Challenge - Copy all of the data below line for line, changing nothing.
★ ★ ★
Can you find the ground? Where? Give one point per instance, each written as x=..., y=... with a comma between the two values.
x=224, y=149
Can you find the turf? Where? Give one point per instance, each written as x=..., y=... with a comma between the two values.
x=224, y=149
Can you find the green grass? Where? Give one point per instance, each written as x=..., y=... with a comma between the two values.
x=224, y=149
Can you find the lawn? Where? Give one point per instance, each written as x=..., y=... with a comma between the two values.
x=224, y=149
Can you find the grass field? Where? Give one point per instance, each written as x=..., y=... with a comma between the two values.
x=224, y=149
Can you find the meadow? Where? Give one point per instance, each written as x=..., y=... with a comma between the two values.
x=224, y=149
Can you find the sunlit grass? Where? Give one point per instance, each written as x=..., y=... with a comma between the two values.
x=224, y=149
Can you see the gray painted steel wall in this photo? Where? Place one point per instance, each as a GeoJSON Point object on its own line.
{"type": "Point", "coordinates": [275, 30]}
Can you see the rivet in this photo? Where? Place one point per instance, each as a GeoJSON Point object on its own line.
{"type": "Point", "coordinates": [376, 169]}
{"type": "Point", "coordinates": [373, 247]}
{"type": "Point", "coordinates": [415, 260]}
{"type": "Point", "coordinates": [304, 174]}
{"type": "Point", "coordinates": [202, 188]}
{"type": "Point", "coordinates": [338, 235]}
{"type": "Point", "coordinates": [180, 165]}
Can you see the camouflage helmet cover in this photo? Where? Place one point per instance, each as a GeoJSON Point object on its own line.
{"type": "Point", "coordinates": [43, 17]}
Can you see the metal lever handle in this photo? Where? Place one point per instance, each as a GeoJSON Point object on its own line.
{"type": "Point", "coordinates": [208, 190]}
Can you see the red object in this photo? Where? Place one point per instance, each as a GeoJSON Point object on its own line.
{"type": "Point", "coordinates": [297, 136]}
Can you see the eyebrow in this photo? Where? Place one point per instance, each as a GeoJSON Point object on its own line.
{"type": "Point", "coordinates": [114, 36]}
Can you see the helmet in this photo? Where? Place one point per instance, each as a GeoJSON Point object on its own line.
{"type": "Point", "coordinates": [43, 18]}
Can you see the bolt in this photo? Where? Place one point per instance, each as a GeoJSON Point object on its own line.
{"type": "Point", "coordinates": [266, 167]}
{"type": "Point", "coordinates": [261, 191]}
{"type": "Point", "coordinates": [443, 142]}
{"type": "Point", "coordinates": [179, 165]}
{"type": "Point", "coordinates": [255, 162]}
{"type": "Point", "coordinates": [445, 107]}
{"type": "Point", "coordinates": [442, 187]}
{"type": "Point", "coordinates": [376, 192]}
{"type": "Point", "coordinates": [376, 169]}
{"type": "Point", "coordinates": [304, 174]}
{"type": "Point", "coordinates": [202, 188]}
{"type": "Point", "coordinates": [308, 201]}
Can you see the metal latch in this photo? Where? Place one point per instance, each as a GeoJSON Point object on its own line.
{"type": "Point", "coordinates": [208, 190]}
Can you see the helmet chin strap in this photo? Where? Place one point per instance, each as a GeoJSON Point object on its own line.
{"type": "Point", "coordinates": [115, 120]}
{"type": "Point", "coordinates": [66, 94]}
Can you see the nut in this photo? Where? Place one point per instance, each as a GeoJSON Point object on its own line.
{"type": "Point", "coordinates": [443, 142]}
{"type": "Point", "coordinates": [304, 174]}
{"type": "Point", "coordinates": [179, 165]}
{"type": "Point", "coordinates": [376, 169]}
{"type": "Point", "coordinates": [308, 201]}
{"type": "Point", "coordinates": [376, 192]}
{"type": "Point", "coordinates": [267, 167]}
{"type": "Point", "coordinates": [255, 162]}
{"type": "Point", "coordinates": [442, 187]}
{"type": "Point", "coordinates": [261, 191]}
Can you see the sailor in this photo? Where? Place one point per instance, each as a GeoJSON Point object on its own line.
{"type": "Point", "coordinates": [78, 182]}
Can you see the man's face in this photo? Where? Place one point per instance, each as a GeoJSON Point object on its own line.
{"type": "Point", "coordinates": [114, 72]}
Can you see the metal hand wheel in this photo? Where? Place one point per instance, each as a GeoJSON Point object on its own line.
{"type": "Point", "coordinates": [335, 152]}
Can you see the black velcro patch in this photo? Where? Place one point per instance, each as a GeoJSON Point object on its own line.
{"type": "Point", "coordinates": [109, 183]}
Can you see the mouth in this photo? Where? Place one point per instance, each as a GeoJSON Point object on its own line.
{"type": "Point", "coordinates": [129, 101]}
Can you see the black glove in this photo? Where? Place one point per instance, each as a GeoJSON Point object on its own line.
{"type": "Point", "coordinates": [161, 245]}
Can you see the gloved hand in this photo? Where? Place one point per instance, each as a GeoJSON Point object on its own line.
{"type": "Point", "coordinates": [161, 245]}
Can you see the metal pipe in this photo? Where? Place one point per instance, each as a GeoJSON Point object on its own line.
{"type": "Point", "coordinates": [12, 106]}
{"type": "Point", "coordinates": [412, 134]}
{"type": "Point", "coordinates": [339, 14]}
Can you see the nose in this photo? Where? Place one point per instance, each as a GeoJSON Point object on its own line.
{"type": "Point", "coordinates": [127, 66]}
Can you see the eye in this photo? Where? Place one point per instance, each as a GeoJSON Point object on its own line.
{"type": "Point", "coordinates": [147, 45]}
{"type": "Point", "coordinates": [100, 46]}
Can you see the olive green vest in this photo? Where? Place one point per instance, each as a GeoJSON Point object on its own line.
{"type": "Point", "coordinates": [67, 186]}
★ ★ ★
Task solution -
Can you find the ground? Where? Give one point per instance, each written as x=..., y=... with a comma between the two values.
x=224, y=149
Can you find the turf? Where? Give one point per instance, each written as x=..., y=... with a comma between the two values.
x=224, y=149
Can you find the green grass? Where? Give one point per instance, each written as x=..., y=... with a comma between the two values.
x=224, y=149
Can you find the lawn? Where? Give one point per instance, each written as x=..., y=... with a comma between the two values.
x=224, y=149
Can you find the grass field? Where? Give one point per instance, each written as x=..., y=... with a comma between the two values.
x=224, y=149
Can you find the meadow? Where? Give one point per instance, each written as x=..., y=... with a comma between the two values.
x=224, y=149
Can you find the sunlit grass? Where? Give one point per instance, each written as x=..., y=... with a comma between the two values.
x=224, y=149
Can you see the gray painted steel wall in this photo? Where? Place one point per instance, each as a GeoJSON Point object on its own line.
{"type": "Point", "coordinates": [275, 30]}
Can you see the rivet in this photo? Where? Place one point per instance, each as a GeoJSON Point object on its own line.
{"type": "Point", "coordinates": [376, 169]}
{"type": "Point", "coordinates": [373, 247]}
{"type": "Point", "coordinates": [415, 260]}
{"type": "Point", "coordinates": [304, 174]}
{"type": "Point", "coordinates": [202, 188]}
{"type": "Point", "coordinates": [338, 235]}
{"type": "Point", "coordinates": [180, 165]}
Can you see the camouflage helmet cover in this photo? Where? Place one point per instance, each as a GeoJSON Point object on its own line.
{"type": "Point", "coordinates": [43, 17]}
Can you see the metal lever handle in this photo? Where? Place one point per instance, each as a GeoJSON Point object on its own line.
{"type": "Point", "coordinates": [208, 190]}
Can you see the red object in this photo? Where? Place one point per instance, each as a GeoJSON Point object on its own line.
{"type": "Point", "coordinates": [297, 136]}
Can you see the eyebrow in this photo? Where? Place one point per instance, each as a GeoJSON Point object on its own line.
{"type": "Point", "coordinates": [114, 36]}
Can you see the helmet in this photo? Where? Place one point per instance, each as a GeoJSON Point object on its own line.
{"type": "Point", "coordinates": [43, 18]}
Can you see the bolt in this photo? Where? Place one point per instance, each as a GeoJSON Point object on its own line.
{"type": "Point", "coordinates": [266, 167]}
{"type": "Point", "coordinates": [261, 191]}
{"type": "Point", "coordinates": [443, 142]}
{"type": "Point", "coordinates": [179, 165]}
{"type": "Point", "coordinates": [255, 162]}
{"type": "Point", "coordinates": [445, 107]}
{"type": "Point", "coordinates": [442, 187]}
{"type": "Point", "coordinates": [376, 192]}
{"type": "Point", "coordinates": [376, 169]}
{"type": "Point", "coordinates": [304, 174]}
{"type": "Point", "coordinates": [202, 188]}
{"type": "Point", "coordinates": [308, 201]}
Can you see the metal latch in this photo? Where? Place one point per instance, each as a GeoJSON Point object on its own line.
{"type": "Point", "coordinates": [208, 190]}
Can you see the helmet chin strap in this photo? Where? Place one point per instance, each as a GeoJSON Point object on its own line.
{"type": "Point", "coordinates": [115, 120]}
{"type": "Point", "coordinates": [66, 94]}
Can you see the nut in this photo? Where? Place one point per instance, each as a GeoJSON Point object on its own line.
{"type": "Point", "coordinates": [443, 142]}
{"type": "Point", "coordinates": [304, 174]}
{"type": "Point", "coordinates": [179, 165]}
{"type": "Point", "coordinates": [376, 169]}
{"type": "Point", "coordinates": [308, 201]}
{"type": "Point", "coordinates": [376, 192]}
{"type": "Point", "coordinates": [267, 167]}
{"type": "Point", "coordinates": [255, 162]}
{"type": "Point", "coordinates": [442, 187]}
{"type": "Point", "coordinates": [261, 191]}
Can you see the sailor in this photo? Where? Place one point per instance, each as a GeoJSON Point object on its own line.
{"type": "Point", "coordinates": [78, 182]}
Can you see the man's face in this photo? Where? Place one point per instance, each as a GeoJSON Point object on its own line.
{"type": "Point", "coordinates": [114, 72]}
Can you see the metal hand wheel in this photo? Where? Place one point per instance, each as a GeoJSON Point object on its own line.
{"type": "Point", "coordinates": [335, 152]}
Can you see the black velcro patch in this photo? Where? Place one point per instance, each as a GeoJSON Point object on its own line.
{"type": "Point", "coordinates": [109, 183]}
Can you see the mouth in this photo? Where? Place one point per instance, each as a GeoJSON Point object on its own line.
{"type": "Point", "coordinates": [129, 101]}
Can you see the black glove in this photo? Where? Place one point per instance, each as a GeoJSON Point object on its own line.
{"type": "Point", "coordinates": [161, 245]}
Can you see the gloved hand in this photo? Where? Place one point per instance, each as a GeoJSON Point object on its own line.
{"type": "Point", "coordinates": [161, 245]}
Can you see the metal pipe in this photo? Where? Place one point per instance, each as a GeoJSON Point object on its own line.
{"type": "Point", "coordinates": [12, 106]}
{"type": "Point", "coordinates": [412, 134]}
{"type": "Point", "coordinates": [339, 14]}
Can you see the nose in this photo? Where? Place one point per instance, each as a GeoJSON Point object on its own line.
{"type": "Point", "coordinates": [127, 66]}
Can you see the eye in this photo? Where? Place one point per instance, each as a GeoJSON Point object on its own line.
{"type": "Point", "coordinates": [147, 45]}
{"type": "Point", "coordinates": [100, 46]}
Can you see the olive green vest in this photo? Where? Place one point per instance, each as a GeoJSON Point object on its own line.
{"type": "Point", "coordinates": [67, 186]}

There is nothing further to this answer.